Request: Please copy the rows again, starting with the line containing "# test: point on every instance of the ohio" and going on through the end of the rows, keeping every line as it is but increasing each coordinate by 43.

# Start of Dataset extract

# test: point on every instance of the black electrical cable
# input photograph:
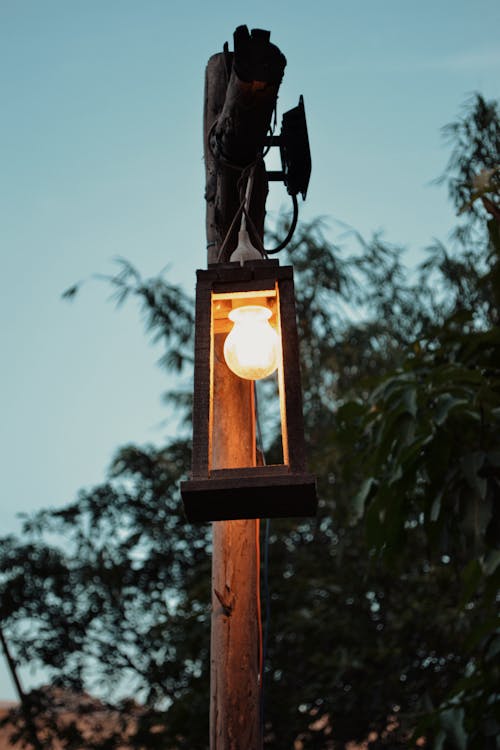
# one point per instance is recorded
(266, 575)
(291, 230)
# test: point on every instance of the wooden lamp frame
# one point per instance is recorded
(227, 493)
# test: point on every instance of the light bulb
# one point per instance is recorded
(251, 349)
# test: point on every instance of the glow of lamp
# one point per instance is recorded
(251, 349)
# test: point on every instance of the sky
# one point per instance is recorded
(101, 157)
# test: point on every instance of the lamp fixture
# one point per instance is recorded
(230, 300)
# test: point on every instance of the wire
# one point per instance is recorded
(291, 230)
(262, 637)
(259, 610)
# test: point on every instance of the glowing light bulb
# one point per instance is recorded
(251, 349)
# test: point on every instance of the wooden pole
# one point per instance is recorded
(240, 95)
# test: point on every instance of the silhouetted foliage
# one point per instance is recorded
(383, 608)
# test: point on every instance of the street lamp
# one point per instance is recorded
(248, 313)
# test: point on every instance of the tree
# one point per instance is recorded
(383, 620)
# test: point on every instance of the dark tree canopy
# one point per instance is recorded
(384, 621)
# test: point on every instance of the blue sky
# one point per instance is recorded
(101, 156)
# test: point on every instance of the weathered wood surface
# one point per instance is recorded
(240, 94)
(239, 100)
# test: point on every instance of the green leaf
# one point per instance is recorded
(362, 497)
(471, 465)
(444, 404)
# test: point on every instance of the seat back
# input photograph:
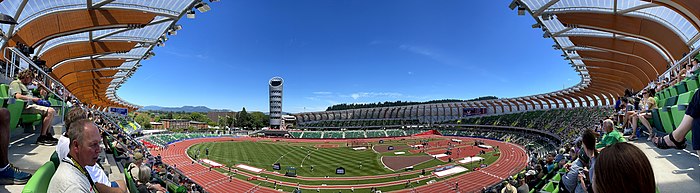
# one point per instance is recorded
(670, 101)
(55, 160)
(681, 87)
(656, 119)
(39, 183)
(130, 181)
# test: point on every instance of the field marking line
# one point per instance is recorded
(278, 159)
(302, 161)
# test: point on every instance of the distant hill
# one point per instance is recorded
(188, 109)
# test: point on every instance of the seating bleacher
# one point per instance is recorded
(375, 133)
(354, 134)
(395, 133)
(332, 134)
(312, 134)
(39, 183)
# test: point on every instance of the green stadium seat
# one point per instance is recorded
(15, 108)
(175, 188)
(672, 90)
(681, 87)
(659, 101)
(55, 160)
(130, 181)
(665, 114)
(678, 110)
(550, 187)
(692, 82)
(656, 120)
(556, 178)
(556, 189)
(39, 183)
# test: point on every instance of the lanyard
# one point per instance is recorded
(83, 171)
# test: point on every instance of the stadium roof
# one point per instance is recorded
(94, 46)
(614, 45)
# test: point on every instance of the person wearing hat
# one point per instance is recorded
(19, 90)
(522, 184)
(508, 188)
(134, 167)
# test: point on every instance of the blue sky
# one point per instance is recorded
(349, 51)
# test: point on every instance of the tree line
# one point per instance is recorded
(345, 106)
(241, 119)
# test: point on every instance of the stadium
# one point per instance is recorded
(626, 125)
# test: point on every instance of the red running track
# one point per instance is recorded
(512, 160)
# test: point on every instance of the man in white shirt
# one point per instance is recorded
(71, 176)
(96, 172)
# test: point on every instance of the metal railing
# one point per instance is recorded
(14, 64)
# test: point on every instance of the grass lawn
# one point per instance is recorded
(302, 157)
(325, 161)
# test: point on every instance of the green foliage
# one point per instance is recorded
(143, 118)
(399, 103)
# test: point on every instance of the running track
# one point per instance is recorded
(512, 160)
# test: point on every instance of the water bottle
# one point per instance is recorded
(11, 100)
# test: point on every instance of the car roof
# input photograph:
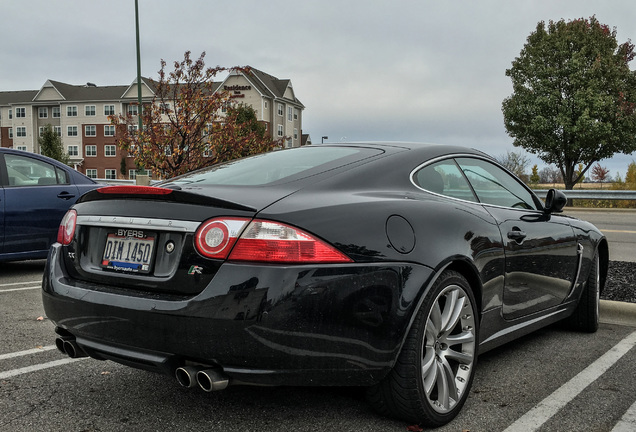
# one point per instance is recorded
(425, 151)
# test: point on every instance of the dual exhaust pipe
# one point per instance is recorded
(208, 379)
(188, 376)
(68, 345)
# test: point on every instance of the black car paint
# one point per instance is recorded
(315, 317)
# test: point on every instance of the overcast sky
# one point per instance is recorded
(428, 71)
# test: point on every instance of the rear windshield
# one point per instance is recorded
(277, 166)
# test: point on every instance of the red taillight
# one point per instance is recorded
(66, 231)
(264, 241)
(134, 190)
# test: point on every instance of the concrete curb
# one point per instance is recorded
(613, 312)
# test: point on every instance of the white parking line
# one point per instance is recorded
(26, 352)
(628, 422)
(544, 410)
(21, 283)
(28, 369)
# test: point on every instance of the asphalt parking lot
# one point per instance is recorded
(552, 380)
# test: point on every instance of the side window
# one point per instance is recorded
(26, 171)
(444, 178)
(495, 186)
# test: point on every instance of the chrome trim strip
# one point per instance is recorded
(139, 223)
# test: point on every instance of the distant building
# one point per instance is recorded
(79, 114)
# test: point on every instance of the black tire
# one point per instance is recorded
(434, 371)
(586, 315)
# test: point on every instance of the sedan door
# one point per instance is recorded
(542, 254)
(36, 196)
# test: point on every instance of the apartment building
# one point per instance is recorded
(79, 114)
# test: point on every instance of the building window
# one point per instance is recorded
(110, 150)
(90, 130)
(109, 130)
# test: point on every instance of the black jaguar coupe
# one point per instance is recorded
(388, 266)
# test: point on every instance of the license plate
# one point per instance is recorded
(128, 254)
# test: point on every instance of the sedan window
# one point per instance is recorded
(26, 171)
(494, 185)
(444, 178)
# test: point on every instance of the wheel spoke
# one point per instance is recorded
(448, 348)
(446, 387)
(434, 324)
(452, 310)
(429, 370)
(461, 338)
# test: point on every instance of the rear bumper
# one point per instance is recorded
(285, 325)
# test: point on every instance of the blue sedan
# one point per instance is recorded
(35, 192)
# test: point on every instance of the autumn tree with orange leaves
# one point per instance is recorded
(184, 128)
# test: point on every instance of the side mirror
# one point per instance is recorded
(555, 200)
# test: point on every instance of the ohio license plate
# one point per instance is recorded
(128, 254)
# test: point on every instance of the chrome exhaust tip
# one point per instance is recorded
(72, 349)
(59, 344)
(212, 380)
(187, 375)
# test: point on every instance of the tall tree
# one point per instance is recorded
(517, 163)
(51, 145)
(184, 126)
(599, 173)
(574, 96)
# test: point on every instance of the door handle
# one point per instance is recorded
(517, 235)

# End of Dataset extract

Written response:
# test: point on every instance of the ohio license plate
# one point per instance is recorded
(171, 297)
# test: point on every instance of the chrome exhaust tip
# one point per instance is recorded
(115, 392)
(102, 387)
(255, 423)
(230, 418)
# test: point on every instance of the tall tree
# one point per instance is recorded
(560, 206)
(94, 188)
(227, 169)
(642, 216)
(617, 139)
# test: point on every instance of the door handle
# one point per instance is recorded
(560, 278)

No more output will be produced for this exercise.